WRITTEN TASK: Find every line in the listing below that contains the string "potted", matching case exactly, and copy each of those lines.

(Listing rows on where objects appear)
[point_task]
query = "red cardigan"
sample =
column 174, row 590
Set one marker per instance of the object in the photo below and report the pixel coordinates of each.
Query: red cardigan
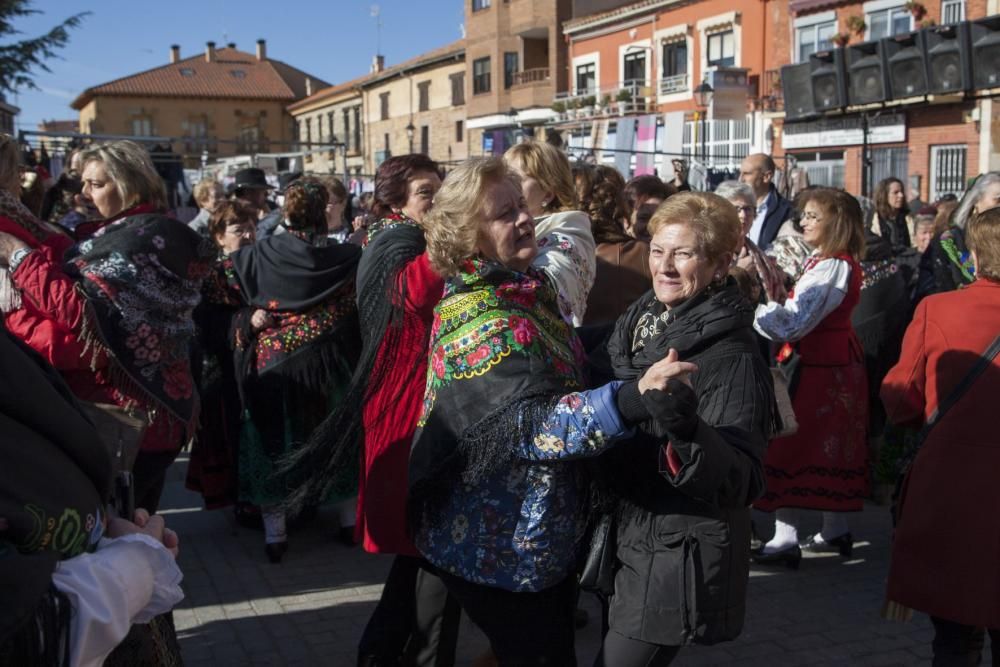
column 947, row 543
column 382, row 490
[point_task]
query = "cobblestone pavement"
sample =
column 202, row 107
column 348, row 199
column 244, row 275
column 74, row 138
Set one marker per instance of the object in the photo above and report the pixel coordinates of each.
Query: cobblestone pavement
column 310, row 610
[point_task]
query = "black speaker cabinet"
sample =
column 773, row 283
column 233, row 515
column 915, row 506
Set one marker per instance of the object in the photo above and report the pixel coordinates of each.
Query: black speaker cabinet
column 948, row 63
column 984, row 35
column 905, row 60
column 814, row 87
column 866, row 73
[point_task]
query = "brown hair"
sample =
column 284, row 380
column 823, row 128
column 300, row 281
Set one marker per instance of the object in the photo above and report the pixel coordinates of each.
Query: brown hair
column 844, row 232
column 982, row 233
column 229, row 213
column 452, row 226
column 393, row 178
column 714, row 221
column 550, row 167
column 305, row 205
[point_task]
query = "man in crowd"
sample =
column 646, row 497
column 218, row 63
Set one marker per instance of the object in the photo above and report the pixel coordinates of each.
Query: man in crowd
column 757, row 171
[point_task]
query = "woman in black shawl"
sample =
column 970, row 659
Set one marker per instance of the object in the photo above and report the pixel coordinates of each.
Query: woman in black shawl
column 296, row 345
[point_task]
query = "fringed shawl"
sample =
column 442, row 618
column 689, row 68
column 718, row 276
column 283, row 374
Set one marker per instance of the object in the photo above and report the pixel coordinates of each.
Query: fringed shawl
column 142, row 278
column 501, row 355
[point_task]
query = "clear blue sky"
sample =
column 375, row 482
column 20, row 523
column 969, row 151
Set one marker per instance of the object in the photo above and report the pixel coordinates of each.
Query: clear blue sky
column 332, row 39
...
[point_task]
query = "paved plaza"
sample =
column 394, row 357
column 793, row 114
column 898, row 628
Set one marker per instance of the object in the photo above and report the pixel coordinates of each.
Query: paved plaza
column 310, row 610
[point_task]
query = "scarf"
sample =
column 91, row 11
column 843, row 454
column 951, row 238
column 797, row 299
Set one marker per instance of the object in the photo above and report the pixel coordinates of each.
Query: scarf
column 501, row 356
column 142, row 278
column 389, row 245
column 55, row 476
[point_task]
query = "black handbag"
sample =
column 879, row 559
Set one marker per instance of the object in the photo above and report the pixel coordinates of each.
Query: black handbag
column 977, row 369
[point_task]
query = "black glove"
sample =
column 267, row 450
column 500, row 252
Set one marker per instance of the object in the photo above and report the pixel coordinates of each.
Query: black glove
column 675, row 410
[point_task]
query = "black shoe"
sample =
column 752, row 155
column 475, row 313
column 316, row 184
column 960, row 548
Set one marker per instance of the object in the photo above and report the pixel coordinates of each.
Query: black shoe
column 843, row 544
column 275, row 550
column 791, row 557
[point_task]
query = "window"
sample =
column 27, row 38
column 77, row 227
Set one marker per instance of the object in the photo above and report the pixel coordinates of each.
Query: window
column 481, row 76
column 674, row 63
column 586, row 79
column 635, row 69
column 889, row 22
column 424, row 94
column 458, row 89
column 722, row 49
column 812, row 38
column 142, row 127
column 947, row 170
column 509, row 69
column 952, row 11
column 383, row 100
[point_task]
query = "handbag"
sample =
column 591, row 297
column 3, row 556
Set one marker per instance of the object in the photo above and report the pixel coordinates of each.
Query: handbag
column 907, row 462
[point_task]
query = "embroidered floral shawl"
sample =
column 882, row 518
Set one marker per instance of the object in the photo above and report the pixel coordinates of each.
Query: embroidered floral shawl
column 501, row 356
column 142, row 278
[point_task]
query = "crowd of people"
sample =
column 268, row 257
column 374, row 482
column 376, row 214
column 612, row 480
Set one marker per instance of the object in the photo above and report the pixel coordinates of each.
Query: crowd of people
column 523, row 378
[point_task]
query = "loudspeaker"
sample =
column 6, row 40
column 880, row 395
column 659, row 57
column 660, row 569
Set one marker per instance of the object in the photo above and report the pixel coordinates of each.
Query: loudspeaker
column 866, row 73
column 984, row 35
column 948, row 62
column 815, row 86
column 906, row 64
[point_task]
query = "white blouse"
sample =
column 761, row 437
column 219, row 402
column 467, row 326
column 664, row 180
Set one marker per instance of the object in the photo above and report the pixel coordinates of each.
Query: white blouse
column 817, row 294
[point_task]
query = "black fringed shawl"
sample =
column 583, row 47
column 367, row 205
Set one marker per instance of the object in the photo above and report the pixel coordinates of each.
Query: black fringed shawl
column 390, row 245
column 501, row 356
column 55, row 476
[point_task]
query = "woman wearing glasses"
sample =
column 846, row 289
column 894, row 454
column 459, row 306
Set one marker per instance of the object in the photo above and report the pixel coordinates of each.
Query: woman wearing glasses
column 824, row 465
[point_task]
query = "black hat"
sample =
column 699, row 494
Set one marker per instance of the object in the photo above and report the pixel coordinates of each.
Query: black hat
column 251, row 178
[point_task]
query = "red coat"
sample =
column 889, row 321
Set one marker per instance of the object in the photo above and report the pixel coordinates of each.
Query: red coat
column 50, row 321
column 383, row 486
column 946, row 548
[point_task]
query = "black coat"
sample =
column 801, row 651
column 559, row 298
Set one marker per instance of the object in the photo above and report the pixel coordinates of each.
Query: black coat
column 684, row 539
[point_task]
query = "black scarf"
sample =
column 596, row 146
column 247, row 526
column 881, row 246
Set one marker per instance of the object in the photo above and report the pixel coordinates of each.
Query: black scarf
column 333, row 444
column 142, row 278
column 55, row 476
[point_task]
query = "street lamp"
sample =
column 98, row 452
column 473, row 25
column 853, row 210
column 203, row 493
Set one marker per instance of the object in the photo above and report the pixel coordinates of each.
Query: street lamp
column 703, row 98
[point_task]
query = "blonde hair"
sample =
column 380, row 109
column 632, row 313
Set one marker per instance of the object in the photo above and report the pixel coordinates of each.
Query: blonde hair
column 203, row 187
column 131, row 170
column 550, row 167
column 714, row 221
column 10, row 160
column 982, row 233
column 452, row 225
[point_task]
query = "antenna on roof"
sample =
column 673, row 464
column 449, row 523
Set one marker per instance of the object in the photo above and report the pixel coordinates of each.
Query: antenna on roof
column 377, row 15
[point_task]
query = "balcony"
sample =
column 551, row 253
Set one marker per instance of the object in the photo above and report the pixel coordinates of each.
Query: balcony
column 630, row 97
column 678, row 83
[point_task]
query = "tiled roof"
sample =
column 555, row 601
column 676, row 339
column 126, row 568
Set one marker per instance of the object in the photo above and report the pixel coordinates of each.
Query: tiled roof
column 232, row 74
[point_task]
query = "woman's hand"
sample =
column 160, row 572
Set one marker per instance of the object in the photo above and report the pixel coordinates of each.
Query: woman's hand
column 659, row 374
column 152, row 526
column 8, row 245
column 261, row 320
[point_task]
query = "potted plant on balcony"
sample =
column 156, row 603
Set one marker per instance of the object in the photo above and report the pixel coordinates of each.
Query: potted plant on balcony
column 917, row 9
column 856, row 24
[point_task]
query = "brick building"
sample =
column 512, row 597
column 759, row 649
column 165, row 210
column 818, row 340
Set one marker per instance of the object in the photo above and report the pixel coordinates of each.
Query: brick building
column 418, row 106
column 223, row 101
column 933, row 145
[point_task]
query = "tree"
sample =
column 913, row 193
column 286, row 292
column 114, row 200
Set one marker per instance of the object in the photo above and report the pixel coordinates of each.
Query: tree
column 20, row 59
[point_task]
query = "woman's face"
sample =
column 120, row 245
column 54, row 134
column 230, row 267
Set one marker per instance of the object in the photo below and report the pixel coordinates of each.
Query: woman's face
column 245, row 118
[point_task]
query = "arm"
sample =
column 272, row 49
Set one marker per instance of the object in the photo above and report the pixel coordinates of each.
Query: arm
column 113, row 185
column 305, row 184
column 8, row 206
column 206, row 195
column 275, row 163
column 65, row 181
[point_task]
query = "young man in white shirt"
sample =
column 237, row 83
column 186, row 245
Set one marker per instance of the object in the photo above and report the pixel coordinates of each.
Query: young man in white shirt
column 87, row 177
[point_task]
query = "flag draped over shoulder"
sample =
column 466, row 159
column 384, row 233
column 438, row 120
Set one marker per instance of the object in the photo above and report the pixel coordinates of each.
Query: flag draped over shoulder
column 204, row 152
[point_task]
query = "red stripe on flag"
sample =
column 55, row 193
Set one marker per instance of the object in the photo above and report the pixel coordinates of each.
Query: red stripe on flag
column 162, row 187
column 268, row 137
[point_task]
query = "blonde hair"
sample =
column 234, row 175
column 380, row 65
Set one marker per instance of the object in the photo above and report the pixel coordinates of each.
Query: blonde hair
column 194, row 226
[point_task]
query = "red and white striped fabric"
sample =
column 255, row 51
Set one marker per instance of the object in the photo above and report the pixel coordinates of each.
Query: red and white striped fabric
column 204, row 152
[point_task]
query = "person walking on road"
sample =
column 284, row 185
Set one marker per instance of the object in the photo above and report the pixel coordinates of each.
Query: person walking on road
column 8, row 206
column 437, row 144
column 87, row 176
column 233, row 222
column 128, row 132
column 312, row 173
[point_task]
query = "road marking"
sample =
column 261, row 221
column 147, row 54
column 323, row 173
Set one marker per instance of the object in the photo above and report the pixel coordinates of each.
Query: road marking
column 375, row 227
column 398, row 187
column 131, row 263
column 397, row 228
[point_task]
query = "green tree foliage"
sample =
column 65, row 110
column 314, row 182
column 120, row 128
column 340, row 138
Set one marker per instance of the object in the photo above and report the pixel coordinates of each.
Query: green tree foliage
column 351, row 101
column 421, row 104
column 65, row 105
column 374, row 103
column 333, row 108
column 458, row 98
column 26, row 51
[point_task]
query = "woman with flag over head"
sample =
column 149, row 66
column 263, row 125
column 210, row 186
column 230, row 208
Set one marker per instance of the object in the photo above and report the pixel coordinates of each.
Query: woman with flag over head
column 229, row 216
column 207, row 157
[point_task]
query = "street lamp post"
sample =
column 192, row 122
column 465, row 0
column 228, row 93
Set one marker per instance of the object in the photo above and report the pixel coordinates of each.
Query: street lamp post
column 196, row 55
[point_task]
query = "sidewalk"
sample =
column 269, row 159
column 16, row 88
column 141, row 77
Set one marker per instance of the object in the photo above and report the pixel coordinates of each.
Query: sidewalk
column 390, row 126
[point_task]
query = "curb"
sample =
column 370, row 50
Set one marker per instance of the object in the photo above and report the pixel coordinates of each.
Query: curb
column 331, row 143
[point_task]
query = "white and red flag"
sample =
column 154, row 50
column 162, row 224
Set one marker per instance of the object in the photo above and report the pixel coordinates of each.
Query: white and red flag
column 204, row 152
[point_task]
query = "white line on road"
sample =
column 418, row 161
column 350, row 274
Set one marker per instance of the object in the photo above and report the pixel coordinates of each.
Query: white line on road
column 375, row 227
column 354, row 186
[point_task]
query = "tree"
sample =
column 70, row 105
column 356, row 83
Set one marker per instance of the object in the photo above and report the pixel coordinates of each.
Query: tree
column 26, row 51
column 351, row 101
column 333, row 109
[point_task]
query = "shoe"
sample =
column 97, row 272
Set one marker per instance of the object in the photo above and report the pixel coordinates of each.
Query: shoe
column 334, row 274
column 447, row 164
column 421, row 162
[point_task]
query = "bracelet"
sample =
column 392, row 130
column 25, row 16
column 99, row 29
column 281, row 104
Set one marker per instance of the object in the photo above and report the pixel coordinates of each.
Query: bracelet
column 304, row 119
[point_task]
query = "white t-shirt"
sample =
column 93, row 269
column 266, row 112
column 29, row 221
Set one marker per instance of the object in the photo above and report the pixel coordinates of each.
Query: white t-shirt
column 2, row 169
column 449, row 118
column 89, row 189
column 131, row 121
---
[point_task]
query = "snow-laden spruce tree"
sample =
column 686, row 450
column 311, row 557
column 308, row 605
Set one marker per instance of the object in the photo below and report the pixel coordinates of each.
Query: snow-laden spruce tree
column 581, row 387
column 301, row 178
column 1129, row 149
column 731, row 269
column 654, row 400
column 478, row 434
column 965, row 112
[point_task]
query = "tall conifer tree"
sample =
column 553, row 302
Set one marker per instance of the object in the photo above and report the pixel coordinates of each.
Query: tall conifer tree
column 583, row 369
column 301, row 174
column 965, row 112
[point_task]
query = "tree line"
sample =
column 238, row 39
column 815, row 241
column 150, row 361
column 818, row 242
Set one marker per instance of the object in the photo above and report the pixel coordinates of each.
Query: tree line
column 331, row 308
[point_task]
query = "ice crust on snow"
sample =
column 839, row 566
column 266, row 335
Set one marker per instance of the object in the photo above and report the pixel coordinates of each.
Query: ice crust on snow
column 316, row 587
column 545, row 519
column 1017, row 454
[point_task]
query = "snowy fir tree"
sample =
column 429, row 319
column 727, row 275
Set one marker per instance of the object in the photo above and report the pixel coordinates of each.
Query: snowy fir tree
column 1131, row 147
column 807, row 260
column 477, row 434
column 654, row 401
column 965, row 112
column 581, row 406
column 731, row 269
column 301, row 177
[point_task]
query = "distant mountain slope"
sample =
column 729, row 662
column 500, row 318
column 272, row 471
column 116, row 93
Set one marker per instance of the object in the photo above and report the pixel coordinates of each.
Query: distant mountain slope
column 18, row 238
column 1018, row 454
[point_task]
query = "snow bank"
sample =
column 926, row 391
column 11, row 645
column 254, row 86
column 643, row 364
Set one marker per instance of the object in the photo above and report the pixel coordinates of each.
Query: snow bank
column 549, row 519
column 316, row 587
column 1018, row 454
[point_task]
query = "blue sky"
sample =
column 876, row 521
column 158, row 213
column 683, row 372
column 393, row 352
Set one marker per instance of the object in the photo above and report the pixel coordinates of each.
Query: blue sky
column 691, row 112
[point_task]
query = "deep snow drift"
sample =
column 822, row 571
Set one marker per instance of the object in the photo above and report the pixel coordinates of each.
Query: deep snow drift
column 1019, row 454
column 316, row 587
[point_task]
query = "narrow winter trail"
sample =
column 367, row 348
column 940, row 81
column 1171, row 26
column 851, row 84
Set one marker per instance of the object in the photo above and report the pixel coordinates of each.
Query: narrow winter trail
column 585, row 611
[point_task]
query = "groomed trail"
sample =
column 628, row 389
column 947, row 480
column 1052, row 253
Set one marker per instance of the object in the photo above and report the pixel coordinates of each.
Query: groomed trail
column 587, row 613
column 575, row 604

FULL OUTPUT:
query = "potted plant on balcony"
Query: potted plant on balcony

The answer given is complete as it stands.